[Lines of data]
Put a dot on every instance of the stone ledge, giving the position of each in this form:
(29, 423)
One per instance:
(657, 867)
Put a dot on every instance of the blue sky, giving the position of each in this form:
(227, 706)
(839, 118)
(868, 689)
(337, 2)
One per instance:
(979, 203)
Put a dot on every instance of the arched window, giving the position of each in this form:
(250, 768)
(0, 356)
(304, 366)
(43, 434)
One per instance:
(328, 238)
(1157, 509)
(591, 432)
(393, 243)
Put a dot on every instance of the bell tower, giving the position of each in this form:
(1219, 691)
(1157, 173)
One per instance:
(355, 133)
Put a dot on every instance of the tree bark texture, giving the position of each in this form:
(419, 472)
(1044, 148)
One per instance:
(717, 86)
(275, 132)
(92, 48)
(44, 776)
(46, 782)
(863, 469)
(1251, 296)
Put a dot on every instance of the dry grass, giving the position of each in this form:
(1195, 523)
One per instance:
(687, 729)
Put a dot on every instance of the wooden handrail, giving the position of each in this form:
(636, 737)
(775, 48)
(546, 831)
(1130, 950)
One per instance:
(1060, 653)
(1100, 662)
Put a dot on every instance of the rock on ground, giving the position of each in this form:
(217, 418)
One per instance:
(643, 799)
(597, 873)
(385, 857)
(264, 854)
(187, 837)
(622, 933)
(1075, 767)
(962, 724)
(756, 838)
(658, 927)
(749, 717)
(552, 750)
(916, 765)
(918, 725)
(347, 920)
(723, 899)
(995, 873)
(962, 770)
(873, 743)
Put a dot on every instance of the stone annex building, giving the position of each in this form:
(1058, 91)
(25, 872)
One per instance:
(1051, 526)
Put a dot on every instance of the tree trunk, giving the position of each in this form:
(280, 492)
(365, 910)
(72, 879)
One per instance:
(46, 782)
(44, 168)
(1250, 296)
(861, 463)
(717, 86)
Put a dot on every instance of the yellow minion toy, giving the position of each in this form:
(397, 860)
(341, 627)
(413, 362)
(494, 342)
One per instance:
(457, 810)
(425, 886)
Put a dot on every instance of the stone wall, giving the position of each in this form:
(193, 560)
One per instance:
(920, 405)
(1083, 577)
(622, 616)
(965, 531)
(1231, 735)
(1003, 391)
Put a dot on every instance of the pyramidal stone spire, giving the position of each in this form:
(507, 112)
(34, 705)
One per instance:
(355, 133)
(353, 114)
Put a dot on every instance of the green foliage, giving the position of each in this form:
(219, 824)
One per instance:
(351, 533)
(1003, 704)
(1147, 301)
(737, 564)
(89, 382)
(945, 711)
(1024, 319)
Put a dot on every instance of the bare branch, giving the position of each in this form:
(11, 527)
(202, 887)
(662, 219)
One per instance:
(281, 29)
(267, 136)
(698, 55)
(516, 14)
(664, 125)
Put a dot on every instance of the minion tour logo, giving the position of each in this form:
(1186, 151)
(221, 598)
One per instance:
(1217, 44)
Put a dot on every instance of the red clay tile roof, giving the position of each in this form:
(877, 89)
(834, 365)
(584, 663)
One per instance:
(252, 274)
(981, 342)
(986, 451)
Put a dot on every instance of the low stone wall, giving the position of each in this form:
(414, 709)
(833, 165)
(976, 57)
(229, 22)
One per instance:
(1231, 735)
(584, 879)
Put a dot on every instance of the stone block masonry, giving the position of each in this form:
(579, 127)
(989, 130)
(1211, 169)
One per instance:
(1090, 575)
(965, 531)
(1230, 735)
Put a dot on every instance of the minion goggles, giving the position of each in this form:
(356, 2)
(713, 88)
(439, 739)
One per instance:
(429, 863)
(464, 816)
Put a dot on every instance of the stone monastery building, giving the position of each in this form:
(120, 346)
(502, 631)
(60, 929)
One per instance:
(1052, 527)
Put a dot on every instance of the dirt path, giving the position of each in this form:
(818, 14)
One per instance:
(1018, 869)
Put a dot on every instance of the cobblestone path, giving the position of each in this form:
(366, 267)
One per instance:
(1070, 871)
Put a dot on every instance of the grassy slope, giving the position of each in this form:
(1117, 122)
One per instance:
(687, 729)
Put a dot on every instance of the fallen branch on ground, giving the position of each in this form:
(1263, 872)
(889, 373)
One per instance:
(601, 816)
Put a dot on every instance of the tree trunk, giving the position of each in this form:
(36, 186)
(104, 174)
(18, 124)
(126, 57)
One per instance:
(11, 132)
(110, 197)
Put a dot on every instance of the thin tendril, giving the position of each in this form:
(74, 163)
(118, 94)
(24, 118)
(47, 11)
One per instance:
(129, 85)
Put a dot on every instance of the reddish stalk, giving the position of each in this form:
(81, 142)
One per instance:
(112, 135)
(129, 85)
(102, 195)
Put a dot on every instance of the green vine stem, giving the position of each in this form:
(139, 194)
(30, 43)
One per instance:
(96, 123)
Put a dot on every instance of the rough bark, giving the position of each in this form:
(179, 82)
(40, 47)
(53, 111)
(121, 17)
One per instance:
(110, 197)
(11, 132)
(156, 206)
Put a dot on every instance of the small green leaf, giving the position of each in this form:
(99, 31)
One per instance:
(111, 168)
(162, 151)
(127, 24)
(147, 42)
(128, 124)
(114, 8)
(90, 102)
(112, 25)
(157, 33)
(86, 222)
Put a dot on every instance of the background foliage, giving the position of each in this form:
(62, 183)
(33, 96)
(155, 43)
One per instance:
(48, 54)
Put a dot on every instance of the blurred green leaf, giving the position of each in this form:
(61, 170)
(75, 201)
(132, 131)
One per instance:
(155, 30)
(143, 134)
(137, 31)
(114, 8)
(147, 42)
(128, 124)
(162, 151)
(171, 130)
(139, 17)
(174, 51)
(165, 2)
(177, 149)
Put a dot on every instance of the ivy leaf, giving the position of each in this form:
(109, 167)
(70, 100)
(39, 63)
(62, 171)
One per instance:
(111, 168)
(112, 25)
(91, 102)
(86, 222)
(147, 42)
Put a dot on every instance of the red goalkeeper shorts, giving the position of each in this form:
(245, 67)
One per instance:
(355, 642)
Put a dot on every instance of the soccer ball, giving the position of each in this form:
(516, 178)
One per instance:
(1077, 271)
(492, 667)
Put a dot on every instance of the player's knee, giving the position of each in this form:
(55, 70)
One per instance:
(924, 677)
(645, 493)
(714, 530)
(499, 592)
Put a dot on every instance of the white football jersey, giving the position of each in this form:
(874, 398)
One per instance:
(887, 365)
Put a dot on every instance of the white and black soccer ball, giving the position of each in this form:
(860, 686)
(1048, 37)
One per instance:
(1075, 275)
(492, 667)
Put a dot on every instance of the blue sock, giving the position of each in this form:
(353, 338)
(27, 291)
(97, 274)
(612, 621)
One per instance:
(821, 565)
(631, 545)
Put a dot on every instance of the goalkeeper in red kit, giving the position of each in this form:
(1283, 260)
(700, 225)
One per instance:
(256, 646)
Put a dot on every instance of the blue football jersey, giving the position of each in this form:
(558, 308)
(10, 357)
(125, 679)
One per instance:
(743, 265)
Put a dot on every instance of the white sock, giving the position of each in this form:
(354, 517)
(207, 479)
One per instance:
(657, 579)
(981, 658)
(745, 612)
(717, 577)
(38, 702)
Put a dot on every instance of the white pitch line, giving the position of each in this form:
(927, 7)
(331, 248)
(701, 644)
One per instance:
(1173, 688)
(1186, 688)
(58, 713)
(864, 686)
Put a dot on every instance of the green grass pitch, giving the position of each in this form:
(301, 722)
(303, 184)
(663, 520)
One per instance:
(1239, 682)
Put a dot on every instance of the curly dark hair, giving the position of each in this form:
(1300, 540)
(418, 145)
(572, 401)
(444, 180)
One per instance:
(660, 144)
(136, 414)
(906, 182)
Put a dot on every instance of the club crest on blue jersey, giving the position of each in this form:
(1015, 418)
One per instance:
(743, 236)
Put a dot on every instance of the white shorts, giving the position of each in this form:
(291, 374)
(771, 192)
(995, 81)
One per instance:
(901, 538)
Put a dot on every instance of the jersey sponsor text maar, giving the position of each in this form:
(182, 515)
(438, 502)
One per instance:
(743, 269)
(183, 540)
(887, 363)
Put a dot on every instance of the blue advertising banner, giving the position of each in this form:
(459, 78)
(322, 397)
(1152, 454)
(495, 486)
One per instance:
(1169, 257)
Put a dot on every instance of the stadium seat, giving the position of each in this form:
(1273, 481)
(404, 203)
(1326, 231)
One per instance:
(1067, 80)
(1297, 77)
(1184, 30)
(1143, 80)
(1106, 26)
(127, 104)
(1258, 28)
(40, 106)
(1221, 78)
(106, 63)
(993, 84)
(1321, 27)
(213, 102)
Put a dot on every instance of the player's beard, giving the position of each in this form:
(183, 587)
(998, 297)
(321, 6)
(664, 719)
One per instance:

What to do → Retype the records exactly, starting at the line that contains "Put a dot on every instance of the green grass" and continuing to the last line of the records, with both ends included.

Finished task →
Put a dot on every instance of the green grass pitch, giving the position of each in this form:
(301, 722)
(303, 184)
(663, 520)
One per instance:
(1239, 682)
Put a dot on every instance of the curly dark hair, giving the position of each in this form:
(1300, 540)
(418, 145)
(572, 401)
(444, 180)
One per instance:
(660, 144)
(136, 414)
(906, 182)
Put a dot on every instance of the club crest on blue jersey, giving the position of each in this form:
(1015, 418)
One per instance:
(743, 236)
Put a dot on every instance of the white shorts, giving the position of each in this form:
(291, 374)
(771, 192)
(995, 81)
One per instance:
(901, 538)
Put a dot on every instance of the jersey sponsor text maar, giving the position of each in this form:
(182, 515)
(438, 502)
One per instance:
(743, 269)
(183, 540)
(887, 363)
Put a dot on every instance of the blue advertising banner, giving the position of each in this form:
(459, 78)
(322, 397)
(1152, 454)
(495, 486)
One per instance:
(1169, 257)
Put a dot on every instance of the stadium seat, giving the position of each in this form:
(1273, 481)
(404, 203)
(1326, 231)
One per instance:
(1067, 80)
(1297, 77)
(1184, 30)
(1143, 80)
(1106, 26)
(127, 104)
(1258, 28)
(40, 106)
(1221, 78)
(106, 63)
(993, 84)
(1321, 27)
(213, 102)
Put a dot on every instance of the player's beard, giving the position of each in this form:
(183, 587)
(998, 297)
(321, 6)
(664, 719)
One per instance:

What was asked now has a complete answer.